#### Problem to work on:
Render every line of the records from the one containing "the white wall" through the end of the records, inclusive, as a Markdown table with columns headed No. and Line text. Skip blank lines and number the rows in order.

#### Exercise inputs:

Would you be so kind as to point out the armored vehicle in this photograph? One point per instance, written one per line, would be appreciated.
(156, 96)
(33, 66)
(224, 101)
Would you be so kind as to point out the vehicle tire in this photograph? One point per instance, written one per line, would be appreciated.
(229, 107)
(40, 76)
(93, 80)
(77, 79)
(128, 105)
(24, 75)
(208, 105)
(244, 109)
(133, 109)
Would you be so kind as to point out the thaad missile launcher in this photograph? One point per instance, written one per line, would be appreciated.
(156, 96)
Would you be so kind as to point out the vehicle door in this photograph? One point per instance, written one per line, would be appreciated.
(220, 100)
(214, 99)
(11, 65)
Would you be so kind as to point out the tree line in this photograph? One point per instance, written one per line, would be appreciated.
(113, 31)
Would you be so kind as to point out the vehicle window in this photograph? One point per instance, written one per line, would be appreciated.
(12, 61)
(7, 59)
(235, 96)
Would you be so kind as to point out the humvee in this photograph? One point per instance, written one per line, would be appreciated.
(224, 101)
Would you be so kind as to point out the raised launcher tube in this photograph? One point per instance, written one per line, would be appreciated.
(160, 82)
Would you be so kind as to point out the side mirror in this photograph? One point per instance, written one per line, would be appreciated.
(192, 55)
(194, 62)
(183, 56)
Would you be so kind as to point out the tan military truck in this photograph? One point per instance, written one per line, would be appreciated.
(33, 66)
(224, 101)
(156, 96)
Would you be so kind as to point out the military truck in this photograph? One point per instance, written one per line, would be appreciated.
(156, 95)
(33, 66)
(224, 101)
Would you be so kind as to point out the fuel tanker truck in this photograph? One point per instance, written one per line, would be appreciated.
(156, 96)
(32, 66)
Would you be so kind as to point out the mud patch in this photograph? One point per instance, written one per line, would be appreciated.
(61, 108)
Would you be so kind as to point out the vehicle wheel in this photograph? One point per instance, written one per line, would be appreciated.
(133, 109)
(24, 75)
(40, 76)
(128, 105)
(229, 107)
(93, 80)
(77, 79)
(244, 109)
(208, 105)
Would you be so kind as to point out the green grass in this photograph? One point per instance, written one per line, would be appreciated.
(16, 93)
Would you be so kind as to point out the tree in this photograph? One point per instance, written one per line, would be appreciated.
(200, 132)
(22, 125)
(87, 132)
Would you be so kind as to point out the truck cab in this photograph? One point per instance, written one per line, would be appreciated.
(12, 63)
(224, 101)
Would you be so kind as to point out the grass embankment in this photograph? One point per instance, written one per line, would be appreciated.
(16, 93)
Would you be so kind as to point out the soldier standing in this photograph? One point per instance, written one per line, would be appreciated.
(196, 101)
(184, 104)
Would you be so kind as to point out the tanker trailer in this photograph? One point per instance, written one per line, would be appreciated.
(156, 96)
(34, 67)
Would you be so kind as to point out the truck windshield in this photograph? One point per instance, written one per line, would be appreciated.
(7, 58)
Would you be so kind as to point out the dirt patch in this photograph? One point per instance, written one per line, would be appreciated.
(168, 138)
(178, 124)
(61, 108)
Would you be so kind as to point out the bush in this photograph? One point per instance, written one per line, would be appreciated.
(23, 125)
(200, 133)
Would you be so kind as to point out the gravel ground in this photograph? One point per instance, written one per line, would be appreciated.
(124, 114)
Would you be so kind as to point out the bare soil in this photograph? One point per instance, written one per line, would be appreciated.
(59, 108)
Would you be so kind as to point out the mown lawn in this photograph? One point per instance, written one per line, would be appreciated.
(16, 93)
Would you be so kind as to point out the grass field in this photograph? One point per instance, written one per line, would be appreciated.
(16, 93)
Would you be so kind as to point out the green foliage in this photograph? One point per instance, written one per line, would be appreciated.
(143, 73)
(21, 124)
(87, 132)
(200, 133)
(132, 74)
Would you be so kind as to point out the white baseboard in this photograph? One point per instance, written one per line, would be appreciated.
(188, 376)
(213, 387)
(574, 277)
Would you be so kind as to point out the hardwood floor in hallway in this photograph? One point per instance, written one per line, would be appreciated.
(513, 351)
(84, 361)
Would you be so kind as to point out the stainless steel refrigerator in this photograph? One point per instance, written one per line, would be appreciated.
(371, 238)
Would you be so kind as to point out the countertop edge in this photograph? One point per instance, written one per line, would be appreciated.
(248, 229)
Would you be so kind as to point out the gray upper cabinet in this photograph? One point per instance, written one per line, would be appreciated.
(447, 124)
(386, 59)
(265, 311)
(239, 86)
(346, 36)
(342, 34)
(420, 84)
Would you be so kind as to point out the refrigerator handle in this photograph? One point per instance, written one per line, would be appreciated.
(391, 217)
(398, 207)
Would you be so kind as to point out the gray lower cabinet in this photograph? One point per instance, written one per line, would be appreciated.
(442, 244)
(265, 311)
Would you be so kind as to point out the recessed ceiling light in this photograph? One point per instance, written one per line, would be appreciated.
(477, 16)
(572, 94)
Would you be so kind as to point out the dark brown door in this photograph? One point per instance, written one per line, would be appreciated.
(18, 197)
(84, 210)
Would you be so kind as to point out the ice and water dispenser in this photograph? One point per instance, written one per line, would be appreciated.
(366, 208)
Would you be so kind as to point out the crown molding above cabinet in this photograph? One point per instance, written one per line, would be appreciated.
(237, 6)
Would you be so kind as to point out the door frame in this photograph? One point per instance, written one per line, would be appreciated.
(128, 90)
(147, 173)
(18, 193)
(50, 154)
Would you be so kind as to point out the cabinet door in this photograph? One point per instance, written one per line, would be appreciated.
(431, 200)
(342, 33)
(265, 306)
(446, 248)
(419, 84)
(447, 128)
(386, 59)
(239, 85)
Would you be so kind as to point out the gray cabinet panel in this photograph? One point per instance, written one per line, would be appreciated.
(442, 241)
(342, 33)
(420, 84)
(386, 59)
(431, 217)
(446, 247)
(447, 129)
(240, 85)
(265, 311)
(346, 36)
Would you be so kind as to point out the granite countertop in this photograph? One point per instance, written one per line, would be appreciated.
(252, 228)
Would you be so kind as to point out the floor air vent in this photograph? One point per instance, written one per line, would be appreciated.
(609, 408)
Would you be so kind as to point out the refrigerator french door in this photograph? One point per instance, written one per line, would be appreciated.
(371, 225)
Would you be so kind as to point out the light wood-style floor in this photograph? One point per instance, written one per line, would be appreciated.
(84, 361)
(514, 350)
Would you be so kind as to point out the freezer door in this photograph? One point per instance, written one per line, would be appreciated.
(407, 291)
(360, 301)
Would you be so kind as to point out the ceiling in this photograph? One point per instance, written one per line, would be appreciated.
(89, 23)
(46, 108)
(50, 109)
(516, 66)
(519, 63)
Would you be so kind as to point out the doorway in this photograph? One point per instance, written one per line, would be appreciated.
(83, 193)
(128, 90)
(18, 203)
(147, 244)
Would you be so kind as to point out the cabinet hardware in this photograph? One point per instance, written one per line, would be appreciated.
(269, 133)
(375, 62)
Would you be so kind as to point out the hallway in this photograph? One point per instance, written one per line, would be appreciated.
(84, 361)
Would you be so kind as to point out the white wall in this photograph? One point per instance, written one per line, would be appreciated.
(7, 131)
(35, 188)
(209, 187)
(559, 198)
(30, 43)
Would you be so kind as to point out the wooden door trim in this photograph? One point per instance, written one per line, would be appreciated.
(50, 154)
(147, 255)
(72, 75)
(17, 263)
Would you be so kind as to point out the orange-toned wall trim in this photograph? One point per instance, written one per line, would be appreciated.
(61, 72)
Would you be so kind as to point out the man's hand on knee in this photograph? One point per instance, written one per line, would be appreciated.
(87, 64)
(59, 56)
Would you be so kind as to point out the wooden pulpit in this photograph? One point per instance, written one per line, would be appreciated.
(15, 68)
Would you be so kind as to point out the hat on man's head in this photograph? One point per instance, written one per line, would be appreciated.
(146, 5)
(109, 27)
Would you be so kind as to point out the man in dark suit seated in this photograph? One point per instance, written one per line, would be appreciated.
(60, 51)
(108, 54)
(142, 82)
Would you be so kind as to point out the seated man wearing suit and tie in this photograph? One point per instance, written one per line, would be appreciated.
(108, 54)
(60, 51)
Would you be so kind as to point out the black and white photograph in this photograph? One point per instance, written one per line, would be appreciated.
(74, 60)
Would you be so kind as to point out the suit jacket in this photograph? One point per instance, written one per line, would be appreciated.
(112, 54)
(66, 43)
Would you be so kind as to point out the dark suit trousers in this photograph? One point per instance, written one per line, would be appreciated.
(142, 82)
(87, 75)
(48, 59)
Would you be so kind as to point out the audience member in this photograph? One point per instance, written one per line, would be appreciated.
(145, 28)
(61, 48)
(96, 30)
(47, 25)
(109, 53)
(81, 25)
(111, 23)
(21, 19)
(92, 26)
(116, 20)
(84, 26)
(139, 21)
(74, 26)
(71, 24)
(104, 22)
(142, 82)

#### Expected answer:
| No. | Line text |
|---|---|
| 1 | Would you be so kind as to point out the white wall in this photograph? One point per instance, written one per line, would be appreciated. |
| 2 | (7, 131) |
| 3 | (35, 188) |
| 4 | (209, 187) |
| 5 | (559, 198) |
| 6 | (30, 43) |
| 7 | Would you be so kind as to point out the wooden door trim in this photograph? One point per instance, written one per line, would be appreciated. |
| 8 | (50, 154) |
| 9 | (147, 255) |
| 10 | (72, 75) |
| 11 | (17, 263) |
| 12 | Would you be so kind as to point out the orange-toned wall trim in this photograph? One point per instance, written one per line, would be appreciated. |
| 13 | (61, 72) |
| 14 | Would you be so kind as to point out the man's hand on knee in this photograph? One point per instance, written one per line, would be appreciated. |
| 15 | (87, 64) |
| 16 | (59, 56) |
| 17 | Would you be so kind as to point out the wooden pulpit in this photograph? One point per instance, written one per line, would be appreciated. |
| 18 | (15, 68) |
| 19 | Would you be so kind as to point out the hat on man's head in this photograph? One point per instance, written one per line, would be appreciated. |
| 20 | (146, 5) |
| 21 | (109, 27) |
| 22 | Would you be so kind as to point out the man in dark suit seated in this photograph? One point per instance, written one per line, would be appreciated. |
| 23 | (60, 51) |
| 24 | (108, 54) |
| 25 | (142, 82) |
| 26 | Would you be so kind as to point out the seated man wearing suit and tie in this photograph? One point per instance, written one per line, would be appreciated. |
| 27 | (108, 54) |
| 28 | (60, 51) |
| 29 | Would you be so kind as to point out the black and white photograph in this photograph? One point per instance, written one per line, would be appreciated. |
| 30 | (74, 60) |
| 31 | Would you be so kind as to point out the suit jacket in this photograph? One point per instance, written one per line, would be appreciated. |
| 32 | (112, 54) |
| 33 | (66, 43) |
| 34 | Would you be so kind as to point out the dark suit trousers in this photograph? One point per instance, written one per line, would be appreciated. |
| 35 | (142, 82) |
| 36 | (87, 75) |
| 37 | (48, 59) |
| 38 | Would you be so kind as to point out the audience member in this photograph? One point per instance, written one per line, would be appreciated. |
| 39 | (145, 28) |
| 40 | (61, 48) |
| 41 | (96, 30) |
| 42 | (47, 25) |
| 43 | (109, 53) |
| 44 | (81, 25) |
| 45 | (111, 23) |
| 46 | (21, 19) |
| 47 | (92, 26) |
| 48 | (116, 20) |
| 49 | (84, 26) |
| 50 | (139, 21) |
| 51 | (74, 26) |
| 52 | (71, 24) |
| 53 | (104, 22) |
| 54 | (142, 82) |